### Data rows
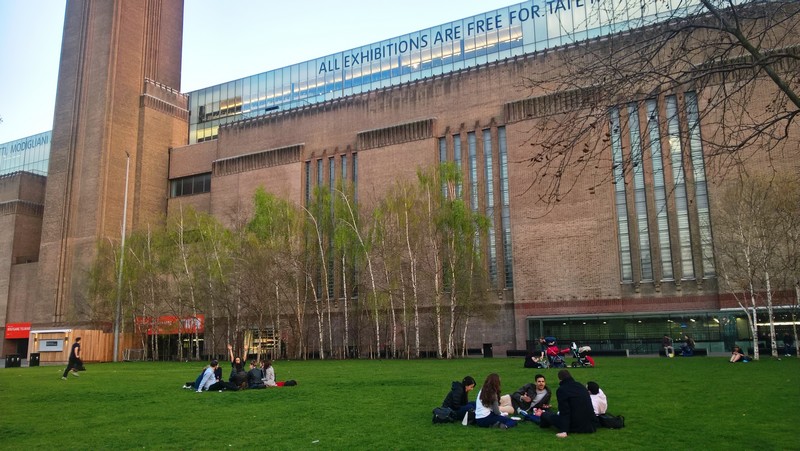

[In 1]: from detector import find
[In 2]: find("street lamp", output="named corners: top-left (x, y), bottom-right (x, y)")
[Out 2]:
top-left (114, 151), bottom-right (131, 362)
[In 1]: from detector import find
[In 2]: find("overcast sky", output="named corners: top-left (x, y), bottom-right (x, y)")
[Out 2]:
top-left (0, 0), bottom-right (519, 143)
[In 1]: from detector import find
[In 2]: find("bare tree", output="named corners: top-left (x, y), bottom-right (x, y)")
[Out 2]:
top-left (518, 0), bottom-right (800, 208)
top-left (715, 176), bottom-right (800, 359)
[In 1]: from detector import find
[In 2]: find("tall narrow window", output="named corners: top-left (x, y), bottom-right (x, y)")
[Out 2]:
top-left (609, 108), bottom-right (633, 282)
top-left (628, 103), bottom-right (653, 280)
top-left (685, 92), bottom-right (716, 277)
top-left (483, 130), bottom-right (497, 286)
top-left (647, 99), bottom-right (674, 280)
top-left (353, 153), bottom-right (358, 204)
top-left (306, 161), bottom-right (311, 207)
top-left (439, 138), bottom-right (447, 199)
top-left (453, 135), bottom-right (463, 199)
top-left (497, 127), bottom-right (514, 288)
top-left (467, 132), bottom-right (478, 212)
top-left (666, 95), bottom-right (694, 279)
top-left (328, 157), bottom-right (336, 298)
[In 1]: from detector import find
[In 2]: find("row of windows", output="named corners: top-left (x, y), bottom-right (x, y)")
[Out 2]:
top-left (169, 172), bottom-right (211, 197)
top-left (189, 0), bottom-right (720, 143)
top-left (528, 311), bottom-right (792, 354)
top-left (609, 92), bottom-right (715, 282)
top-left (439, 127), bottom-right (514, 288)
top-left (305, 153), bottom-right (358, 298)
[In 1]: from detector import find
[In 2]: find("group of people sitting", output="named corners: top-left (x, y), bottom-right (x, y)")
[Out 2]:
top-left (183, 345), bottom-right (281, 393)
top-left (442, 369), bottom-right (608, 438)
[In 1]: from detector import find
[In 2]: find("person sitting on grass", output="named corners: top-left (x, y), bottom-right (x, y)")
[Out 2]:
top-left (475, 373), bottom-right (517, 429)
top-left (586, 381), bottom-right (608, 416)
top-left (261, 359), bottom-right (278, 387)
top-left (729, 345), bottom-right (750, 363)
top-left (247, 360), bottom-right (267, 388)
top-left (539, 370), bottom-right (597, 438)
top-left (197, 360), bottom-right (219, 393)
top-left (500, 374), bottom-right (552, 423)
top-left (442, 376), bottom-right (475, 421)
top-left (183, 359), bottom-right (222, 390)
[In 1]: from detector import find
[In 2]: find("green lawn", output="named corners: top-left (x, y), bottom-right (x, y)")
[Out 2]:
top-left (0, 357), bottom-right (800, 450)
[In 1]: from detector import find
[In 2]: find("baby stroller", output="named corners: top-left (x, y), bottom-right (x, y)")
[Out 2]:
top-left (545, 337), bottom-right (569, 368)
top-left (569, 341), bottom-right (594, 368)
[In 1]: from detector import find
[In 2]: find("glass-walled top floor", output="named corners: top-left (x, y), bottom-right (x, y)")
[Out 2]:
top-left (189, 0), bottom-right (739, 143)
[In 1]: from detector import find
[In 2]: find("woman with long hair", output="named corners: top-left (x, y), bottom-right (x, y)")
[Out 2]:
top-left (475, 373), bottom-right (517, 429)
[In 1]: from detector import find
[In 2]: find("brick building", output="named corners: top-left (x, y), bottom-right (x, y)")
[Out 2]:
top-left (0, 0), bottom-right (797, 360)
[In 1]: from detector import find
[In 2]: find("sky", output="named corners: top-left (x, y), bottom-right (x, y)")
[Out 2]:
top-left (0, 0), bottom-right (519, 143)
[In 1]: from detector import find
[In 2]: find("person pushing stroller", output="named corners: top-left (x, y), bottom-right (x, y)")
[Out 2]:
top-left (545, 337), bottom-right (570, 368)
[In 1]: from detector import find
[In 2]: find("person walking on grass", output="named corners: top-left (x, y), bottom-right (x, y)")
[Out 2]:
top-left (61, 337), bottom-right (83, 380)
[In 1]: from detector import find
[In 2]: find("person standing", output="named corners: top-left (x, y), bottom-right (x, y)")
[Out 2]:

### Objective
Can you rewrite the material above as a numbered list with one line per item, leaving out blank lines and the pictures?

### Response to the exercise
1. [In 1]: from detector import find
2. [In 2]: find("street lamp", output="named corners: top-left (x, y), bottom-right (x, y)")
3. [Out 2]:
4. top-left (114, 151), bottom-right (131, 362)
5. [In 1]: from detector import find
6. [In 2]: find("overcast sky", output="named corners: top-left (x, y), bottom-right (x, y)")
7. [Out 2]:
8. top-left (0, 0), bottom-right (519, 143)
9. [In 1]: from detector import find
10. [In 2]: find("bare tree", output="named corners: top-left (x, y), bottom-right (x, y)")
11. [Out 2]:
12. top-left (518, 0), bottom-right (800, 208)
13. top-left (715, 176), bottom-right (800, 359)
14. [In 1]: from detector import find
15. [In 2]: find("tall narrow window", output="named corners: top-left (x, y), bottom-right (x, y)")
16. [Out 2]:
17. top-left (609, 108), bottom-right (633, 282)
18. top-left (628, 103), bottom-right (653, 280)
19. top-left (685, 92), bottom-right (716, 277)
20. top-left (483, 130), bottom-right (497, 286)
21. top-left (647, 99), bottom-right (674, 280)
22. top-left (353, 153), bottom-right (358, 204)
23. top-left (306, 161), bottom-right (311, 207)
24. top-left (439, 138), bottom-right (447, 199)
25. top-left (453, 135), bottom-right (463, 199)
26. top-left (497, 127), bottom-right (514, 288)
27. top-left (467, 132), bottom-right (478, 212)
28. top-left (666, 95), bottom-right (694, 279)
29. top-left (328, 157), bottom-right (336, 298)
30. [In 1]: from detector import find
31. [In 2]: find("row of windows", output="named corners: top-left (x, y), bottom-right (x, y)")
32. [Out 2]:
33. top-left (169, 172), bottom-right (211, 197)
34. top-left (189, 0), bottom-right (720, 143)
35. top-left (528, 311), bottom-right (792, 354)
36. top-left (609, 92), bottom-right (715, 282)
37. top-left (439, 127), bottom-right (514, 288)
38. top-left (305, 153), bottom-right (358, 298)
39. [In 1]: from detector import find
40. [In 2]: find("group of people sitting", output="named corners: top-left (x, y), bottom-right (x, y)")
41. [Out 2]:
42. top-left (183, 345), bottom-right (281, 393)
43. top-left (442, 369), bottom-right (608, 438)
44. [In 1]: from detector import find
45. [In 2]: find("person sitting on grass", output="named corners: top-left (x, y), bottom-right (x, y)")
46. [Out 2]:
47. top-left (475, 373), bottom-right (517, 429)
48. top-left (586, 381), bottom-right (608, 416)
49. top-left (261, 359), bottom-right (278, 387)
50. top-left (729, 345), bottom-right (750, 363)
51. top-left (247, 360), bottom-right (267, 388)
52. top-left (539, 370), bottom-right (597, 438)
53. top-left (197, 360), bottom-right (219, 393)
54. top-left (500, 374), bottom-right (552, 423)
55. top-left (442, 376), bottom-right (475, 421)
56. top-left (183, 359), bottom-right (222, 390)
57. [In 1]: from detector import find
58. [In 2]: find("green lawn", output="named corners: top-left (x, y), bottom-right (x, y)")
59. [Out 2]:
60. top-left (0, 357), bottom-right (800, 450)
61. [In 1]: from detector import find
62. [In 2]: find("baby stroller", output="named corners: top-left (x, y), bottom-right (x, y)")
63. [Out 2]:
64. top-left (545, 337), bottom-right (569, 368)
65. top-left (569, 341), bottom-right (594, 368)
66. [In 1]: from detector import find
67. [In 2]: find("glass-walled top floor", output="named corners: top-left (x, y), bottom-right (x, y)")
68. [Out 2]:
69. top-left (189, 0), bottom-right (739, 143)
70. [In 1]: from detector import find
71. [In 2]: find("woman with long hair", output="named corners: top-left (x, y), bottom-right (x, y)")
72. [Out 2]:
73. top-left (475, 373), bottom-right (517, 429)
74. [In 1]: from detector import find
75. [In 2]: find("brick building", output="named corners: top-left (x, y), bottom-right (x, y)")
76. [Out 2]:
77. top-left (0, 0), bottom-right (797, 360)
78. [In 1]: from detector import find
79. [In 2]: find("sky", output="named corners: top-left (x, y), bottom-right (x, y)")
80. [Out 2]:
81. top-left (0, 0), bottom-right (519, 143)
82. [In 1]: from detector import find
83. [In 2]: find("person pushing stroller", output="named corners: top-left (x, y), bottom-right (x, y)")
84. [Out 2]:
85. top-left (545, 337), bottom-right (570, 368)
86. [In 1]: from detector import find
87. [In 2]: find("person walking on grass", output="named corners: top-left (x, y), bottom-right (x, y)")
88. [Out 2]:
89. top-left (61, 337), bottom-right (83, 380)
90. [In 1]: from detector import find
91. [In 2]: find("person standing", output="named corners: top-left (x, y), bottom-right (x, y)")
92. [Out 2]:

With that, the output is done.